Dataset extract »
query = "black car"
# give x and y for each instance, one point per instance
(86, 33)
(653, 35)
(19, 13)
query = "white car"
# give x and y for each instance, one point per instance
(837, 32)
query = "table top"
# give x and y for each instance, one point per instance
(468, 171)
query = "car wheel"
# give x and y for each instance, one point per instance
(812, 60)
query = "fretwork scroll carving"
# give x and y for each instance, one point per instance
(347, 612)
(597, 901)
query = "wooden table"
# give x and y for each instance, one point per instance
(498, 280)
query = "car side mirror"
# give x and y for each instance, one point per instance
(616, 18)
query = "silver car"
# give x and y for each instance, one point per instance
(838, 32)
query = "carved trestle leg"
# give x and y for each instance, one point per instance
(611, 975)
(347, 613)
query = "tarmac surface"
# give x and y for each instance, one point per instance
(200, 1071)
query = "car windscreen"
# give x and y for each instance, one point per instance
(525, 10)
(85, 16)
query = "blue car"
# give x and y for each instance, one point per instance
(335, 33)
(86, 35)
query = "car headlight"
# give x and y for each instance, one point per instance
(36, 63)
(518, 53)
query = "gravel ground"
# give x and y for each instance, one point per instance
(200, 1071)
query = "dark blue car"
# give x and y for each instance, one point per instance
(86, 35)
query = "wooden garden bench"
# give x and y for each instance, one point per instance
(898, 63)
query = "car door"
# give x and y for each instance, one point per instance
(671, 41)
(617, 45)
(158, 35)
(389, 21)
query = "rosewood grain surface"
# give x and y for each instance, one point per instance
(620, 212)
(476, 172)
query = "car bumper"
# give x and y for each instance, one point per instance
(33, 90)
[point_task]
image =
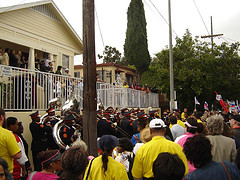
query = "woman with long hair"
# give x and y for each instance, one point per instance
(51, 163)
(74, 163)
(105, 167)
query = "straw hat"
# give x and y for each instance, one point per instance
(145, 135)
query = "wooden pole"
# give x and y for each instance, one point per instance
(89, 78)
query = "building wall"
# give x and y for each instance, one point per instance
(27, 28)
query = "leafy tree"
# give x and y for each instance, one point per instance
(110, 55)
(136, 46)
(197, 71)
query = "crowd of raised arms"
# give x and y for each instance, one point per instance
(132, 144)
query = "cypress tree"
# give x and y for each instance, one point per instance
(136, 45)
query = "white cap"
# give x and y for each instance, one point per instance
(157, 123)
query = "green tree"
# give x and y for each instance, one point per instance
(197, 71)
(136, 46)
(110, 55)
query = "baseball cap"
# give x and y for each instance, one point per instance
(157, 123)
(107, 142)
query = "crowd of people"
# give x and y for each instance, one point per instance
(132, 144)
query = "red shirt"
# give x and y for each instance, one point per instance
(17, 167)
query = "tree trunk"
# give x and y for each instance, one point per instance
(89, 78)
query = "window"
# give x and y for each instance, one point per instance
(45, 10)
(65, 61)
(77, 74)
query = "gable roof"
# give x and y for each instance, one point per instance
(43, 2)
(106, 65)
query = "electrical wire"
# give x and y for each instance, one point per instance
(99, 27)
(162, 16)
(10, 7)
(201, 16)
(229, 39)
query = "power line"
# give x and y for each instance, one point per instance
(99, 27)
(201, 16)
(162, 16)
(13, 6)
(148, 5)
(230, 39)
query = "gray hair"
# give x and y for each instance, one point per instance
(215, 124)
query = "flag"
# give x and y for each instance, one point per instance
(196, 101)
(221, 101)
(218, 97)
(206, 106)
(232, 106)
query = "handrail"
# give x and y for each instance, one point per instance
(24, 89)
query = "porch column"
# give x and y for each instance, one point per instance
(31, 59)
(51, 56)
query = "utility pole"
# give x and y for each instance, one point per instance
(212, 35)
(89, 78)
(172, 103)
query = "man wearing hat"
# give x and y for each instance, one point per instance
(51, 122)
(235, 124)
(39, 138)
(67, 130)
(126, 125)
(105, 126)
(147, 153)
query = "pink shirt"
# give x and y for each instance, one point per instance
(42, 176)
(181, 141)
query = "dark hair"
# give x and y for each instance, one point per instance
(4, 164)
(44, 155)
(126, 144)
(200, 128)
(173, 120)
(11, 121)
(59, 67)
(177, 115)
(238, 159)
(198, 150)
(227, 131)
(198, 114)
(168, 167)
(74, 163)
(2, 112)
(192, 122)
(7, 49)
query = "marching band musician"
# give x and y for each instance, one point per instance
(51, 121)
(39, 138)
(67, 130)
(126, 125)
(105, 126)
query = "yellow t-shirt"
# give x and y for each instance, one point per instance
(147, 154)
(115, 170)
(179, 122)
(8, 147)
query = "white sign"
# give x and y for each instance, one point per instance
(6, 71)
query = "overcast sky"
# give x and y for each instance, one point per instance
(112, 20)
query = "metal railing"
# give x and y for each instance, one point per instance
(118, 96)
(23, 89)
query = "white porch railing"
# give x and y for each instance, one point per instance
(23, 89)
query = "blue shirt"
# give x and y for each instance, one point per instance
(133, 140)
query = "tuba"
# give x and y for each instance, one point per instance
(55, 103)
(66, 109)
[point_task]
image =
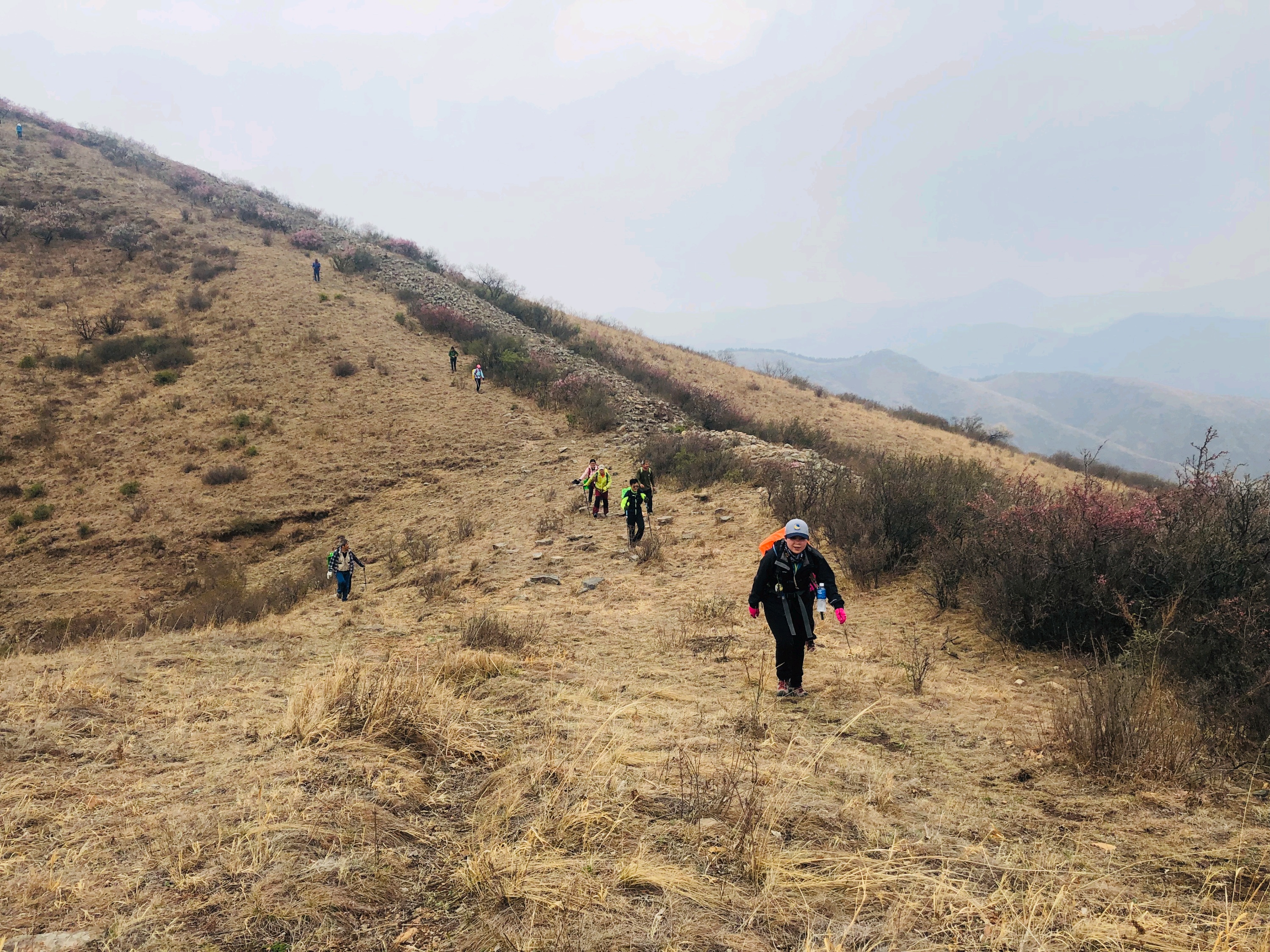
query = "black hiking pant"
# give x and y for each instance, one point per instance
(635, 527)
(789, 660)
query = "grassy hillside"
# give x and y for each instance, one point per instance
(460, 757)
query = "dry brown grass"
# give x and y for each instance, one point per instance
(350, 773)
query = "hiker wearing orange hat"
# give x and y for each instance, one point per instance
(787, 583)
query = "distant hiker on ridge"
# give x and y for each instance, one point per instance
(341, 561)
(647, 483)
(632, 499)
(601, 484)
(588, 479)
(785, 584)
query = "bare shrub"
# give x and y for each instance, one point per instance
(129, 239)
(1128, 721)
(308, 240)
(397, 704)
(464, 527)
(550, 521)
(115, 320)
(11, 223)
(492, 631)
(916, 660)
(223, 475)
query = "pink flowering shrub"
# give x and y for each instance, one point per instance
(309, 240)
(439, 319)
(403, 247)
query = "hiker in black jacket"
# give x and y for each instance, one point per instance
(785, 586)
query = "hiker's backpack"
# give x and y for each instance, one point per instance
(771, 541)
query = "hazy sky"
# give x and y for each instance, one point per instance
(696, 154)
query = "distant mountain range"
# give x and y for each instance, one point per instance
(1189, 352)
(1213, 339)
(1140, 424)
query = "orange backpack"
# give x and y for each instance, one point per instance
(771, 540)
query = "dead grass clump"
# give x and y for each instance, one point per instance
(1124, 721)
(550, 522)
(223, 475)
(491, 631)
(464, 527)
(649, 550)
(470, 667)
(397, 704)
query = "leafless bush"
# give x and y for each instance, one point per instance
(84, 327)
(700, 787)
(11, 223)
(1129, 721)
(464, 527)
(115, 320)
(223, 475)
(916, 662)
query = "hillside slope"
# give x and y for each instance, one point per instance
(1140, 426)
(463, 757)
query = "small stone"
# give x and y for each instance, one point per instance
(50, 942)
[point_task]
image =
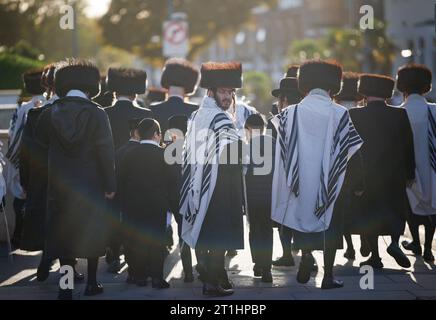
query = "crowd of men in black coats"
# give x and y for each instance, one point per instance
(96, 181)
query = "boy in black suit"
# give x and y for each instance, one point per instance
(144, 177)
(259, 184)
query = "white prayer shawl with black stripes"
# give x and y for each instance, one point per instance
(243, 111)
(422, 116)
(210, 130)
(13, 154)
(316, 138)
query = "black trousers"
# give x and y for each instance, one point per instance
(429, 222)
(286, 234)
(261, 237)
(185, 252)
(19, 218)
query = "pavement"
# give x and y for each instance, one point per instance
(18, 279)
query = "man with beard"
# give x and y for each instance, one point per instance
(212, 189)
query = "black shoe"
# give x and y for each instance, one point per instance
(93, 289)
(109, 256)
(314, 267)
(232, 253)
(216, 291)
(399, 256)
(189, 278)
(78, 277)
(130, 279)
(225, 283)
(114, 267)
(376, 263)
(350, 254)
(412, 246)
(66, 294)
(267, 277)
(43, 271)
(159, 284)
(331, 283)
(284, 262)
(428, 255)
(201, 272)
(141, 282)
(364, 249)
(257, 271)
(306, 265)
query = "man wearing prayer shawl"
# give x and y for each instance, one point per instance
(414, 81)
(389, 165)
(211, 197)
(315, 141)
(287, 94)
(350, 98)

What you will do »
Reproduce nothing but the lines from the line containing "prayer shawl with" to the last line of the data, each exactly as written.

Answer to the problem »
query = "white prayer shawl with black stripes"
# give x and y for each instance, one point per instance
(243, 111)
(422, 116)
(210, 130)
(13, 154)
(316, 138)
query = "black trousers"
# give x and y for each instance, one point per instance
(429, 222)
(286, 234)
(261, 237)
(185, 252)
(19, 218)
query = "pavement"
# give x and y for each instance, one point per instance
(18, 279)
query = "man with beard"
# give x and y for each instance, one point per instance
(212, 189)
query = "black shoe"
# give x and y for each instance, one point per instance
(93, 289)
(109, 256)
(314, 267)
(232, 253)
(216, 291)
(399, 256)
(189, 278)
(78, 277)
(130, 279)
(225, 283)
(114, 267)
(376, 263)
(350, 254)
(412, 246)
(66, 294)
(267, 277)
(43, 271)
(159, 284)
(331, 283)
(284, 262)
(428, 255)
(201, 272)
(141, 282)
(364, 249)
(257, 271)
(306, 265)
query = "man wearing prayer shawl"
# give x and y for each instance, one point per instance
(414, 81)
(389, 165)
(211, 197)
(315, 141)
(287, 94)
(350, 98)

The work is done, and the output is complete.